• WORK TO COMPLETE
Which lines run from the one containing "Return one point per instance of the stone battlement" to the end of the entries? Quote them exactly, and nothing else.

• GIVEN ENTRIES
= = = =

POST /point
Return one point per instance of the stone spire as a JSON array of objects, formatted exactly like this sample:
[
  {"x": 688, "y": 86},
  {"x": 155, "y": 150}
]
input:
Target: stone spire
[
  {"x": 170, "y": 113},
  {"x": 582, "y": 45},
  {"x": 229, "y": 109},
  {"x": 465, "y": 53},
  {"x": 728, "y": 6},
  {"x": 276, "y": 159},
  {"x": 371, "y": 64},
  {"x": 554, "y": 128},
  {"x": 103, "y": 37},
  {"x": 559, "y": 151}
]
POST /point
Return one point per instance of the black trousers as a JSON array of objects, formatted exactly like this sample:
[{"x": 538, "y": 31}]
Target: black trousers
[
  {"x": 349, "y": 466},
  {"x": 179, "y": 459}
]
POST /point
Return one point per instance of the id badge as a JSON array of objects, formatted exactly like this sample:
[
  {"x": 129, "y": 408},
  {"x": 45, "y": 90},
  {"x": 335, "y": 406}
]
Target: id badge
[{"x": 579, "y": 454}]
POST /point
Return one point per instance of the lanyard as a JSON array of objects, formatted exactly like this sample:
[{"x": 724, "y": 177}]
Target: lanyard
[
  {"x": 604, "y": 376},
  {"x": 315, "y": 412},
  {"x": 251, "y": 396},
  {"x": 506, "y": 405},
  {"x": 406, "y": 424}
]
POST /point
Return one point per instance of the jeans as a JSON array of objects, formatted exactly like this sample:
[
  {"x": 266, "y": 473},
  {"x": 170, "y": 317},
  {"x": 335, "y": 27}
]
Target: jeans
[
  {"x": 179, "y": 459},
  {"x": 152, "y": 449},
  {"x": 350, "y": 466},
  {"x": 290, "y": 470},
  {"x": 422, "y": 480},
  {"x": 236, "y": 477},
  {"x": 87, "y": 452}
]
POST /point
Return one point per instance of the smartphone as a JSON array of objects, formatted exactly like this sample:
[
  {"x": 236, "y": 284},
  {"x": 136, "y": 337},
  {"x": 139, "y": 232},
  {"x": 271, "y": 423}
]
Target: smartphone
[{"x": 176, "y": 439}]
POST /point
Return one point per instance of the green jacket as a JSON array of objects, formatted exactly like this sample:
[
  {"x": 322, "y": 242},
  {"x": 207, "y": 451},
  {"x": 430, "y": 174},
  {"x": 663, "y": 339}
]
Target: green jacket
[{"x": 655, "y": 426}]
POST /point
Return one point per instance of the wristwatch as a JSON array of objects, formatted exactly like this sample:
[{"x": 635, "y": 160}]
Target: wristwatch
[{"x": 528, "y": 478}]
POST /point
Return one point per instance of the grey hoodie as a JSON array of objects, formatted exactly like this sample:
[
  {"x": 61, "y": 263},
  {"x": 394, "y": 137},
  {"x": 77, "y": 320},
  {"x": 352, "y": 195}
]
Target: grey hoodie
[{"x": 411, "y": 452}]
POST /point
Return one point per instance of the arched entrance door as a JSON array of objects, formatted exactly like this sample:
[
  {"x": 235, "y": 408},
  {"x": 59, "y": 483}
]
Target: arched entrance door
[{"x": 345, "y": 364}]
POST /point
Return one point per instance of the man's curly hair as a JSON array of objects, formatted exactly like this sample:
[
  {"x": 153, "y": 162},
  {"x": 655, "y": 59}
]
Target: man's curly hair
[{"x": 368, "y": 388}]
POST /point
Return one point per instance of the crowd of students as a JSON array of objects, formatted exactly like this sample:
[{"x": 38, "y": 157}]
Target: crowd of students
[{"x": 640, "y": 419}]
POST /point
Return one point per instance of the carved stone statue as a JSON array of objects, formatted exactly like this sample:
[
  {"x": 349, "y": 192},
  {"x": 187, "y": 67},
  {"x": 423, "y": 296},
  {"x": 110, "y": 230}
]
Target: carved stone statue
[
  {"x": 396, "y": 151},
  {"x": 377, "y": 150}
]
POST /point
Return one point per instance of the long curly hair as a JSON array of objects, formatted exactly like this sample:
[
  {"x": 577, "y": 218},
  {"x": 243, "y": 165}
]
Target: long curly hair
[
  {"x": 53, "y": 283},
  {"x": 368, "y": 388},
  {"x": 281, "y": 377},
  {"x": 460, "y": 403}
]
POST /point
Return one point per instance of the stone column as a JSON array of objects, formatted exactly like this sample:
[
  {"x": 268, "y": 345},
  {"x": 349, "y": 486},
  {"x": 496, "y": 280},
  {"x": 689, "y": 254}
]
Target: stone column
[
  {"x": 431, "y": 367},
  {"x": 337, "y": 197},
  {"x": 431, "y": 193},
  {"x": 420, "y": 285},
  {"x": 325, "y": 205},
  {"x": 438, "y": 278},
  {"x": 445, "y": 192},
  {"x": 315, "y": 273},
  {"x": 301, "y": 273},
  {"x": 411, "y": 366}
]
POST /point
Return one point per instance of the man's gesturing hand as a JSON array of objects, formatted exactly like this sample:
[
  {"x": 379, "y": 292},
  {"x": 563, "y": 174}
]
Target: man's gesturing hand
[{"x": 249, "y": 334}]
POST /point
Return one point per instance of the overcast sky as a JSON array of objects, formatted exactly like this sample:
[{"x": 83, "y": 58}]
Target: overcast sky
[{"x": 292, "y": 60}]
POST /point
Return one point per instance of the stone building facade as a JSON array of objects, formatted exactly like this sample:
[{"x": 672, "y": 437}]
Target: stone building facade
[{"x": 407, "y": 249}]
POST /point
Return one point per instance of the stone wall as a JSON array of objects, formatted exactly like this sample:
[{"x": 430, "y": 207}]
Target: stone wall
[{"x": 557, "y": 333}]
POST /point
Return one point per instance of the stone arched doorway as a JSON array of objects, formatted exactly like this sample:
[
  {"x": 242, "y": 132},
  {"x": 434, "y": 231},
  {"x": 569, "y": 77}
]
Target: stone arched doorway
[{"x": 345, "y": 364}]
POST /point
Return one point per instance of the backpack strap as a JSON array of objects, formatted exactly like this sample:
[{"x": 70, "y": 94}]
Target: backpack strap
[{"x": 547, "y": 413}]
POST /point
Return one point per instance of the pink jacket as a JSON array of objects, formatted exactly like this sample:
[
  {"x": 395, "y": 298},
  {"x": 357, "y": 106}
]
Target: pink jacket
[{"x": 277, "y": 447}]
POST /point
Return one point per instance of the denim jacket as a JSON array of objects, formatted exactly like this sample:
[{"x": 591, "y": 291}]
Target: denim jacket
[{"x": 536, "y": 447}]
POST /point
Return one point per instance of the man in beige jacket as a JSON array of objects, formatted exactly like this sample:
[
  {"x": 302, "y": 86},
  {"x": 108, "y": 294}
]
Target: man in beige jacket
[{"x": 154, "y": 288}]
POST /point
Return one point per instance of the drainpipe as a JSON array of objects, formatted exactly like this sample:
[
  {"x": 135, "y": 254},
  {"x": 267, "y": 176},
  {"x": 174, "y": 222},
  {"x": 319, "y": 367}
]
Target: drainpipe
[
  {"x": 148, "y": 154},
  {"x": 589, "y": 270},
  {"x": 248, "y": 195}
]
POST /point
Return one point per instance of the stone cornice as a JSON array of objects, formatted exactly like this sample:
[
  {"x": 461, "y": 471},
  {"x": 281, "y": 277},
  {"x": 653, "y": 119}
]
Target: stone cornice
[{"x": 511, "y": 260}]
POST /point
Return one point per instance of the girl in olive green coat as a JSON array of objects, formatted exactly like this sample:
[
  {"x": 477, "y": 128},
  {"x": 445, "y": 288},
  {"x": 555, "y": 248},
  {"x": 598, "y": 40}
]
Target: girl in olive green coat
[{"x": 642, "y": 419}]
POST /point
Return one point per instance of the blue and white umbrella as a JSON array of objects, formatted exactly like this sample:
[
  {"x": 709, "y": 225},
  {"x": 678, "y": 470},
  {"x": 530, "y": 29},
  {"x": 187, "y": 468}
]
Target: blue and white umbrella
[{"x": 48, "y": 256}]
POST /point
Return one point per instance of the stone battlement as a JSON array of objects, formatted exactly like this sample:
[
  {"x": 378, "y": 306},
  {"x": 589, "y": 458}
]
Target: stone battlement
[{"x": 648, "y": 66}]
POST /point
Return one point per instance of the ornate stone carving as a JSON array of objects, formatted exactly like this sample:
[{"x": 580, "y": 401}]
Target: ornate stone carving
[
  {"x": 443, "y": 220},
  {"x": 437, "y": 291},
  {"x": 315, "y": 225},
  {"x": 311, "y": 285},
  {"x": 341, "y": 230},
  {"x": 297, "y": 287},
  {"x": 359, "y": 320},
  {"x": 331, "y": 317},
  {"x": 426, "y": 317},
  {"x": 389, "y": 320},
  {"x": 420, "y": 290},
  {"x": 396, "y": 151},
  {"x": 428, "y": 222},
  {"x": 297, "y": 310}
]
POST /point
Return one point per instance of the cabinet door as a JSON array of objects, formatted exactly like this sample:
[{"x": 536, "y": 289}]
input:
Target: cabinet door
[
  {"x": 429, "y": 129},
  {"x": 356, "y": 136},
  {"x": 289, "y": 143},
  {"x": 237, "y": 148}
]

= = = =

• WRITTEN RESPONSE
Return one point per instance of the stone battlement as a JSON array of objects, formatted exactly like this sample:
[
  {"x": 378, "y": 306},
  {"x": 589, "y": 458}
]
Target: stone battlement
[{"x": 648, "y": 66}]
POST /point
Return one point per instance of the ornate stone carving as a JSON array of objects, formatted exactly like this sample:
[{"x": 580, "y": 401}]
Target: ornate stone carving
[
  {"x": 443, "y": 220},
  {"x": 437, "y": 291},
  {"x": 315, "y": 225},
  {"x": 311, "y": 285},
  {"x": 341, "y": 230},
  {"x": 297, "y": 287},
  {"x": 359, "y": 320},
  {"x": 331, "y": 317},
  {"x": 426, "y": 317},
  {"x": 389, "y": 320},
  {"x": 420, "y": 290},
  {"x": 396, "y": 151},
  {"x": 428, "y": 222},
  {"x": 297, "y": 310}
]
POST /point
Return one point per instance of the cabinet door as a JSON array of objects, formatted exactly like this sample:
[{"x": 536, "y": 289}]
input:
Target: cabinet door
[
  {"x": 429, "y": 129},
  {"x": 356, "y": 136},
  {"x": 289, "y": 143},
  {"x": 237, "y": 148}
]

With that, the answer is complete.